▶ _Instruction a_
Answer these questions from the board's report excerpt below. Give each answer on its own line, marked the same way.
(i) Which section of the Companies Act holds the provisions on Corporate Social Responsibility?
(ii) Who carried out the performance evaluation of the Chairman and the Non-independent Directors?
(iii) Under which annexure is the information required by Section 197(12) placed?

17. PARTICULARS OF CONTRACTS OR ARRANGEMENTS MADE WITH RELATED PARTIES
In accordance with the requirements of the Companies Act and Listing Regulations, your
Company has also adopted the Policy on Related Party Transactions and same is available on
website of the Company at https://www.aioonibiotech.com/pdf/RELATED%20P
ARTY%20TRANSACTION%20POLICY.pdf.
All RPT entered into during the financial year 202223 were in the ordinary course of
business and were on at arm's length basis and were placed before the Audit Committee for
its approval. In the financial year 2022-23, Details of Related Party as defined under
Section 188 of the Act and Regulations 23 the Listing Regulations and their contracts or
arrangements with Company are given in Notes to Account of Financial Statements. Form
AOC-2 is attached as an "Annexure-A".
18. PARTICULARS OF EMPLOYEES
Information as required under Section 197(12) of the Companies Act, 2013 read with Rule
5(1) of the Companies (Appointment and Remuneration of Managerial Personnel) Rules, 2014,
and subsequent amendments thereto, is annexed to this Board's Report and marked as
Annexure "B".
19. CORPORATE SOCIAL RESPONSIBILITY (CSR)
The provisions of Section 135 of the Companies Act relating to Corporate Social
Responsibility are not applicable as the Company is having Net worth less than rupees Five
Hundred Crore, Turnover less than rupees One Thousand Crore and Net Profit less than
rupees Five Crore.
20. MANNER OF BOARD EVALUATION
Pursuant to the provisions of the Companies Act, 2013 and regulation 17(10) of SEBI
(LODR) Regulation 2015, a structured procedure was adopted after taking into consideration
of the various aspects of the Board's functioning composition of the Board and its
committees, execution and performance of specific duties, obligations and governance.
The performance evaluation of the independent Directors was completed in time. The
performance evaluation of the Chairman and the Nonindependent Directors was carried out by
the Independent Directors. The Board of Directors expresses their satisfaction with the
evaluation process.

▶ _Data entries_
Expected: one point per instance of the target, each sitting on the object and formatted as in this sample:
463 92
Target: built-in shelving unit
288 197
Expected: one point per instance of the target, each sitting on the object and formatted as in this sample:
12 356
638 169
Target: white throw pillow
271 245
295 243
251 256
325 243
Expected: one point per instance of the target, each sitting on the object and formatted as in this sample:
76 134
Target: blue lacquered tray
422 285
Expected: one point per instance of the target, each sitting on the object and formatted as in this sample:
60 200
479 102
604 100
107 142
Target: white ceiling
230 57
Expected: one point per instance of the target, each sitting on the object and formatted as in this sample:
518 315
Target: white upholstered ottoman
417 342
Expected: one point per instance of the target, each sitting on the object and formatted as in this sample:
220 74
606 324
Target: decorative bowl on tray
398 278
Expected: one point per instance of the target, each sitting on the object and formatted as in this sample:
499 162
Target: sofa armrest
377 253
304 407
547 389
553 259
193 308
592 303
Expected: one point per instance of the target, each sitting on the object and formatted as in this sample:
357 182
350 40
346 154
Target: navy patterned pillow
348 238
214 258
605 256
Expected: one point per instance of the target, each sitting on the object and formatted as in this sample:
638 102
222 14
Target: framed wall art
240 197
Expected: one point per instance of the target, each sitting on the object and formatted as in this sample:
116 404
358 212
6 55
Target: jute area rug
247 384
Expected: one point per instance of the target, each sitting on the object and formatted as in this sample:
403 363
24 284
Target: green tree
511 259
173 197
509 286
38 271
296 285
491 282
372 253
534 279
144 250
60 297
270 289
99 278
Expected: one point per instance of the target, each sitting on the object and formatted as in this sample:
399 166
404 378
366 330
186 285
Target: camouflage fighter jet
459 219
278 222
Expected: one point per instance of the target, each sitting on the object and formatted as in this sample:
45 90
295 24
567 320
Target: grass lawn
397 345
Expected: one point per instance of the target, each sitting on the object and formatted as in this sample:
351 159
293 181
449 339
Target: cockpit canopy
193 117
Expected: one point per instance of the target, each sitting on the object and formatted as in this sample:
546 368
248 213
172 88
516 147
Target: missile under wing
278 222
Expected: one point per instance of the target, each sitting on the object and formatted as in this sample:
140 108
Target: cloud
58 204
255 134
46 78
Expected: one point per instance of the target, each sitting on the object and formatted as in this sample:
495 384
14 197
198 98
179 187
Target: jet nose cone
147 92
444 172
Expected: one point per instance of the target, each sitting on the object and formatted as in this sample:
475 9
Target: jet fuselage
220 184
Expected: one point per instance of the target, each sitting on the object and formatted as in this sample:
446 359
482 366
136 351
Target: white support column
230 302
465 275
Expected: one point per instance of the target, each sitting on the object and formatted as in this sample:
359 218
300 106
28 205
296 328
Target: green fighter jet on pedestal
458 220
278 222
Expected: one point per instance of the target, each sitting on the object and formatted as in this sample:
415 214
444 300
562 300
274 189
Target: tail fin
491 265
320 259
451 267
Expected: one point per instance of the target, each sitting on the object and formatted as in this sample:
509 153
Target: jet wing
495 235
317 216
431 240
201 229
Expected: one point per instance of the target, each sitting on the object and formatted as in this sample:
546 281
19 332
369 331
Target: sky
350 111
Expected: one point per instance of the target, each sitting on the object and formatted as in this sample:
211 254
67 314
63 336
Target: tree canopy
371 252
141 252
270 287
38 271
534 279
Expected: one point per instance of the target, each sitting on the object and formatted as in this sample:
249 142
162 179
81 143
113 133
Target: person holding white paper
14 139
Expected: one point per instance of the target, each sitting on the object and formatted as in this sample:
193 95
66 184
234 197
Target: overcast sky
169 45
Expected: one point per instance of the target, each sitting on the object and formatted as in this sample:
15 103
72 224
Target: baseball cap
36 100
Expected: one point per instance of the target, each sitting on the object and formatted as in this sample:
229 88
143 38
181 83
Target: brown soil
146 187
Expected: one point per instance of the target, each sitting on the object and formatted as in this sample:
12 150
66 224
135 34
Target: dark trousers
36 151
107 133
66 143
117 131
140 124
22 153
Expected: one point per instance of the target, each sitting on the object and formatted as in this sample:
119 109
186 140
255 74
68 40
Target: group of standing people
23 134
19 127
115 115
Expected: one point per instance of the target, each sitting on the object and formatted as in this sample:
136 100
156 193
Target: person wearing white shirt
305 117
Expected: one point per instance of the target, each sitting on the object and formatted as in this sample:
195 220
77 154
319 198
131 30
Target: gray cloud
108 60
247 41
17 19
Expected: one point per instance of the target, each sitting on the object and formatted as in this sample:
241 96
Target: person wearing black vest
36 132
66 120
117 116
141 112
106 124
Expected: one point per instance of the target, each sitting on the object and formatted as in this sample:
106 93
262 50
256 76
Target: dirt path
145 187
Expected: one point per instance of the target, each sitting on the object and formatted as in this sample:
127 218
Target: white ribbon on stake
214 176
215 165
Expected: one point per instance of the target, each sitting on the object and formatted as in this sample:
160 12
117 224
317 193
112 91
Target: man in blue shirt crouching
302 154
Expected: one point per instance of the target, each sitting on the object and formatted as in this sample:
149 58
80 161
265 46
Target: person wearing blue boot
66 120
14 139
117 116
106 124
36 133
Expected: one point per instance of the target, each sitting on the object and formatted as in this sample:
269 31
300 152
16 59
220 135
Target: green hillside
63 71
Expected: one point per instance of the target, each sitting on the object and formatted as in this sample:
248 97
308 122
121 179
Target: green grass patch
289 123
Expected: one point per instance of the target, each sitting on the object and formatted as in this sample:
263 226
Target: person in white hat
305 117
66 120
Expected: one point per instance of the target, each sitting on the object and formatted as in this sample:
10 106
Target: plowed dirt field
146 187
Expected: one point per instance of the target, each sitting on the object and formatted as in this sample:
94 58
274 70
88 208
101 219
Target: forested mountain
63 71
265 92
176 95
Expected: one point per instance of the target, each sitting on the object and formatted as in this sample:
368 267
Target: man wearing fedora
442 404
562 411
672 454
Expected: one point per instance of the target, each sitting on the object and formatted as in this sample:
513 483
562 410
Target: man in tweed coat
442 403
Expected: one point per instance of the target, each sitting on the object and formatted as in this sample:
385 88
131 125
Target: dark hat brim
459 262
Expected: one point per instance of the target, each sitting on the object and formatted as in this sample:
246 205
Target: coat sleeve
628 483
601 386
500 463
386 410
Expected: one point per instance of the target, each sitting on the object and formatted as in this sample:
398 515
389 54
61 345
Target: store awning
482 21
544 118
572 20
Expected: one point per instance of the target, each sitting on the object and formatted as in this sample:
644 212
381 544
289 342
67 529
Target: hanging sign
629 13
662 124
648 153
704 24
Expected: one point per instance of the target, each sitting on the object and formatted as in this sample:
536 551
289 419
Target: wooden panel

▶ _Instruction b_
From the records above, extract every line that contains the word "wearing".

▶ _Problem solution a_
(i) Section 135
(ii) The Independent Directors
(iii) Annexure "B"

▶ _Problem solution b_
Target: person wearing white shirt
Target: person wearing black vest
Target: person wearing blue boot
Target: man wearing fedora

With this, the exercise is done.